● What the task requires
What is needed here is every line of the records that includes "jacket".

● Records supplied
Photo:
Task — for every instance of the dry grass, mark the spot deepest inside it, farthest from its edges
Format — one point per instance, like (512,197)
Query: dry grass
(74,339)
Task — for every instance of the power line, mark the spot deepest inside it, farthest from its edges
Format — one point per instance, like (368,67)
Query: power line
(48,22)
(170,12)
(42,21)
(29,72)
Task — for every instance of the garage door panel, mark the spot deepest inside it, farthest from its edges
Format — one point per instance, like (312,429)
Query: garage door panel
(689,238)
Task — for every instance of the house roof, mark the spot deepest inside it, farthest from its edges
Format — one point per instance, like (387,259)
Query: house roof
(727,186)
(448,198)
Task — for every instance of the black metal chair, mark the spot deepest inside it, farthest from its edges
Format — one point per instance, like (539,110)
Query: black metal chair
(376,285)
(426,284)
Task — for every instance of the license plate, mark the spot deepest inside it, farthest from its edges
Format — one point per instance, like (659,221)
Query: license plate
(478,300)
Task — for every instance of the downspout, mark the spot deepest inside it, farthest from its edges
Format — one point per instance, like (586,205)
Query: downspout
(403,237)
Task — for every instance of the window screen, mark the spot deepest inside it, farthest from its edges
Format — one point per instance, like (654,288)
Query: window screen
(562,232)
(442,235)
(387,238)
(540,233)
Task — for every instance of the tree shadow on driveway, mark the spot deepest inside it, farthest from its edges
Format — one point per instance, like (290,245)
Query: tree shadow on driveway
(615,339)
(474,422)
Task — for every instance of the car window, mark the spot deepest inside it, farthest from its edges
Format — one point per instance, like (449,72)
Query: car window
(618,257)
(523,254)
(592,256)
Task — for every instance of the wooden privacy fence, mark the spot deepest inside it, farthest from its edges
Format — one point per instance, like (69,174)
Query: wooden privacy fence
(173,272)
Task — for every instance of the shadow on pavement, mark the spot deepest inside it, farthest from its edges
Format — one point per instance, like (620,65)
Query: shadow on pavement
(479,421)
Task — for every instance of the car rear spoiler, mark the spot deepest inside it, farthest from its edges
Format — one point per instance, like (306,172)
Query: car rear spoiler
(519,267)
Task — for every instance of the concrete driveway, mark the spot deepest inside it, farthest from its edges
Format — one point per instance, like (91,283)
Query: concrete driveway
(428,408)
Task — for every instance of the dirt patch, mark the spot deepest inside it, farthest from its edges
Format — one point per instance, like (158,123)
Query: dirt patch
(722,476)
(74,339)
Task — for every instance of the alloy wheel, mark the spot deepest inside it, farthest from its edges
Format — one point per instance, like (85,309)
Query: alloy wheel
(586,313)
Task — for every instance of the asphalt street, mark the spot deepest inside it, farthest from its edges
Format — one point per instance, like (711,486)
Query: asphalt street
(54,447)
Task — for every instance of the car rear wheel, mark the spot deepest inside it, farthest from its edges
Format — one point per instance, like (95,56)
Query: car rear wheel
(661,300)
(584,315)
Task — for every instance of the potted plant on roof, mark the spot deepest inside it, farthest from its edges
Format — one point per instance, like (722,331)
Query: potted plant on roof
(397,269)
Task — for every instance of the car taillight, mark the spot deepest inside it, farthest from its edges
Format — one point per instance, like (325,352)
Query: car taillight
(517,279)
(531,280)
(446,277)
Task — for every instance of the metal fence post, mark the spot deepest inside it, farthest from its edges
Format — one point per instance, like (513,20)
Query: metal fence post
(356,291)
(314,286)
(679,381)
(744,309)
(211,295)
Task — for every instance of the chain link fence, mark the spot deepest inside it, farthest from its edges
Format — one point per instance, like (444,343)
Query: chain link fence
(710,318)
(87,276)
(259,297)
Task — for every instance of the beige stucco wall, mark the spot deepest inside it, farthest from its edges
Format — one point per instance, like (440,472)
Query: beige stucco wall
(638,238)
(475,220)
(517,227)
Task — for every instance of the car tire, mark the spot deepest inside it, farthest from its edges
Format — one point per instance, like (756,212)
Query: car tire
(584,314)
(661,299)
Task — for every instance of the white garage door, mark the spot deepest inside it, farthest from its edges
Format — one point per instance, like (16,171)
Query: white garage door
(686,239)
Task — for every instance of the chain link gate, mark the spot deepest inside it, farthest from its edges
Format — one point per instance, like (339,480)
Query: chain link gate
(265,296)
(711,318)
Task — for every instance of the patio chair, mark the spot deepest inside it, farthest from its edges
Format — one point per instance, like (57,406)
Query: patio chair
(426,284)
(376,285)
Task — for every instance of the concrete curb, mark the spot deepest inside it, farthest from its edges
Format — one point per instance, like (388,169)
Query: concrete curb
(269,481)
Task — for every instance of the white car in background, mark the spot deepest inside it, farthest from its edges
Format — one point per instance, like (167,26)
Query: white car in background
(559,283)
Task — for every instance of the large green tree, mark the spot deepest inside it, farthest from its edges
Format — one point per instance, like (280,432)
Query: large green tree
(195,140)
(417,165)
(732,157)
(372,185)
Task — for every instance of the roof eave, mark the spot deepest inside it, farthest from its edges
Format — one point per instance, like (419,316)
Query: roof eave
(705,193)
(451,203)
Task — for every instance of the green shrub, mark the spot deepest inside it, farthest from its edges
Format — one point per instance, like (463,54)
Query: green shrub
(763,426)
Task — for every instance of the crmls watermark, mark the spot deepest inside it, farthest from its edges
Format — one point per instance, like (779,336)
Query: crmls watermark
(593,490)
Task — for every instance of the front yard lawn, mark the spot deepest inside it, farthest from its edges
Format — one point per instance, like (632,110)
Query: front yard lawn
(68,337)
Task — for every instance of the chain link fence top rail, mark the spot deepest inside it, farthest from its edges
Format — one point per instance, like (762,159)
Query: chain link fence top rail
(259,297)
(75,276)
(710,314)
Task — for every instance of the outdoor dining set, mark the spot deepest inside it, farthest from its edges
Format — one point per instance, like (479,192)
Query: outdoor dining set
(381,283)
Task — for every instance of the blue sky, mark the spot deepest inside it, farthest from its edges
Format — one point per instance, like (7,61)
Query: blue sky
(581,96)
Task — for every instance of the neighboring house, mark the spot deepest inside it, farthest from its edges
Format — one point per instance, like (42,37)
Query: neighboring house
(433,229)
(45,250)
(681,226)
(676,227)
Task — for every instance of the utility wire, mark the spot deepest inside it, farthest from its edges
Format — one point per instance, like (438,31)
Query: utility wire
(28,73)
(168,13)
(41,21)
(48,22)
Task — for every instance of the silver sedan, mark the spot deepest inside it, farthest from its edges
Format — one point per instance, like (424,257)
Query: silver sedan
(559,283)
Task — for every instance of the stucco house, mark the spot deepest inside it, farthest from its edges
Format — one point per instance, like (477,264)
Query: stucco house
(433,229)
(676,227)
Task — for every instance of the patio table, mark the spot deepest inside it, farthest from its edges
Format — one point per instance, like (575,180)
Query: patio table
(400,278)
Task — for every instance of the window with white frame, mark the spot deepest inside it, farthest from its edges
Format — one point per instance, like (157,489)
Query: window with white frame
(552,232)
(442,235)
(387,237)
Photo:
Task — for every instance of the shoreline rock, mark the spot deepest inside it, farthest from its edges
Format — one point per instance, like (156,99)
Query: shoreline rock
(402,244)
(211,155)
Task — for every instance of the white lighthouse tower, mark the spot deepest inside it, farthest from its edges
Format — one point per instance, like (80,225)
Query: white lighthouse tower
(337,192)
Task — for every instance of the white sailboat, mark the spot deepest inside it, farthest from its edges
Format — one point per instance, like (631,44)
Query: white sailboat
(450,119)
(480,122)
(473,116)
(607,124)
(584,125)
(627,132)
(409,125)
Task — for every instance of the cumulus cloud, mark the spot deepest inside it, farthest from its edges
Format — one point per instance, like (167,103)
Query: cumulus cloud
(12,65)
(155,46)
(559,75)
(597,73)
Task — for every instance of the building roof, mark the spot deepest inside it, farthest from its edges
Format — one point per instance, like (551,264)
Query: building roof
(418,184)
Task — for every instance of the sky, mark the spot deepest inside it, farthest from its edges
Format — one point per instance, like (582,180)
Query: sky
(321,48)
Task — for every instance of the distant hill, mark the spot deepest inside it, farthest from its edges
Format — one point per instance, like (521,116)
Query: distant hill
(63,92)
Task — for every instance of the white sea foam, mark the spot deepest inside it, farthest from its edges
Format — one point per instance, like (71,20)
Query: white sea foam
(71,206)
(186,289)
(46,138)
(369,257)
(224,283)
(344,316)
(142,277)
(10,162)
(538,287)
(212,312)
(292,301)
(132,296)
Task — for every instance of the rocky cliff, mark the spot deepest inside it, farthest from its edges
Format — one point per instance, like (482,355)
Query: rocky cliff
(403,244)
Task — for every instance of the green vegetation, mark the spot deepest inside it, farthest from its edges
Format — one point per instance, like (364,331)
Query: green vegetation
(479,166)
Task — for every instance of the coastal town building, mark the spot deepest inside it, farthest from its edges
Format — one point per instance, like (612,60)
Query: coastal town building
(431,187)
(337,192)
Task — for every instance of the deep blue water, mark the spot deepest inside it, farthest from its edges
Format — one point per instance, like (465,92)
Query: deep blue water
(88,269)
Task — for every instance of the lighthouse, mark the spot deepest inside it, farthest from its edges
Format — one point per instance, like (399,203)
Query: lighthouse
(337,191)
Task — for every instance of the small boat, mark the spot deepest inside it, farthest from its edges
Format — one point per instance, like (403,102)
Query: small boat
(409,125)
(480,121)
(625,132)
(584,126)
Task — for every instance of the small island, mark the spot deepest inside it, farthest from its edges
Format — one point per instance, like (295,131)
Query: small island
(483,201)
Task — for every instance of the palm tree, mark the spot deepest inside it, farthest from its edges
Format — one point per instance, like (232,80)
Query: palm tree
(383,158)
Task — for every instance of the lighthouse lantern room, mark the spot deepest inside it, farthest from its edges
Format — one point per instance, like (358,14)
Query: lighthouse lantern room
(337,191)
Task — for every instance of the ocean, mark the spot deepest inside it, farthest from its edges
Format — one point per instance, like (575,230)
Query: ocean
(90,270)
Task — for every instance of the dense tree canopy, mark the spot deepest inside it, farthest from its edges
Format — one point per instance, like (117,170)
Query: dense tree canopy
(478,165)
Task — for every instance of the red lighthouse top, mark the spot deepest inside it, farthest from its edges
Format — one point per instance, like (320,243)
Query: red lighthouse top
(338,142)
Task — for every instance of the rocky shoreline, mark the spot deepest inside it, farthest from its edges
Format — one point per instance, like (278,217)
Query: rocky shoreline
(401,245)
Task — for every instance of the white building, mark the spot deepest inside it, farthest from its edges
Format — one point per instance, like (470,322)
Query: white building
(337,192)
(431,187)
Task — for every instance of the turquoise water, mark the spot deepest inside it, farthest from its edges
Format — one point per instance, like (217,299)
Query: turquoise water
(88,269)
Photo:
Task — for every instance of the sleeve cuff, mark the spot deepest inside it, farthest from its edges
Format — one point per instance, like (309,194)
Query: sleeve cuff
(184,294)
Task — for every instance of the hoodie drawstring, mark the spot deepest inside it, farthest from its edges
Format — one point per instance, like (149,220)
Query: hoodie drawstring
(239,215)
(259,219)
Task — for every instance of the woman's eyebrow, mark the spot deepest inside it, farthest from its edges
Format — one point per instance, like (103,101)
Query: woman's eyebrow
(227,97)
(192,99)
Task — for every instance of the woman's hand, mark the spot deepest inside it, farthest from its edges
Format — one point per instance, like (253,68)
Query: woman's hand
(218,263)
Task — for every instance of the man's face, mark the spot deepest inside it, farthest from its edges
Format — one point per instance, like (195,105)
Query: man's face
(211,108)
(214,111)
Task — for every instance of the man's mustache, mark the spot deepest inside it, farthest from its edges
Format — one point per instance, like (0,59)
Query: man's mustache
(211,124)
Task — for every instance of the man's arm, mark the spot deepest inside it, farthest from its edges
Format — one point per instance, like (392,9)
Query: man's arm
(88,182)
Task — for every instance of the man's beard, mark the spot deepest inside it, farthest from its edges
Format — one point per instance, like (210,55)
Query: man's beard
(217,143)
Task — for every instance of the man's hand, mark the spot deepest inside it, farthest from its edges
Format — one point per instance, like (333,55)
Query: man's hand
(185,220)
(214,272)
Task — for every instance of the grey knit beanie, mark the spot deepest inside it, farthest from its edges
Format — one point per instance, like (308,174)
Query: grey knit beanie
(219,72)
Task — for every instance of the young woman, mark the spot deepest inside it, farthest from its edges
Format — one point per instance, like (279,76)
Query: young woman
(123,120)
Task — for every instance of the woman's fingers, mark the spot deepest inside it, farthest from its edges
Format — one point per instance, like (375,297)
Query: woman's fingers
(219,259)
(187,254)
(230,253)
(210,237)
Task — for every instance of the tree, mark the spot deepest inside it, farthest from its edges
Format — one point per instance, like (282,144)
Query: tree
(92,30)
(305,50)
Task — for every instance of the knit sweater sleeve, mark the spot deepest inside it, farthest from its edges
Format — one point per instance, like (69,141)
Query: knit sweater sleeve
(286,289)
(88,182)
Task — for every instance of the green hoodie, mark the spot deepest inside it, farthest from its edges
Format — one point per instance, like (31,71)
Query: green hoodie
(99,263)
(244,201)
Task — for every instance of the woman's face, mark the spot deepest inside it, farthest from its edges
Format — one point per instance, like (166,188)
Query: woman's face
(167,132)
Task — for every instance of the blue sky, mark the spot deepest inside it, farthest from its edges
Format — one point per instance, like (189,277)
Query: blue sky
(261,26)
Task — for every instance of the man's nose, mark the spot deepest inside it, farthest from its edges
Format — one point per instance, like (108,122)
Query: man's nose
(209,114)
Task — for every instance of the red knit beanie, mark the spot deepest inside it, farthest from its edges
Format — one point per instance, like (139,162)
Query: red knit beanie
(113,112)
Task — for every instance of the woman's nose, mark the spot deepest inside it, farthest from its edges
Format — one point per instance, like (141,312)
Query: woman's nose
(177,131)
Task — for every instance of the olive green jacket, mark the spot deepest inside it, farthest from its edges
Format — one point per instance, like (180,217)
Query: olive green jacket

● Task solution
Task — for every instance of the olive green jacket, mark the spot deepest inside it, farthest from its edges
Query: olive green jacket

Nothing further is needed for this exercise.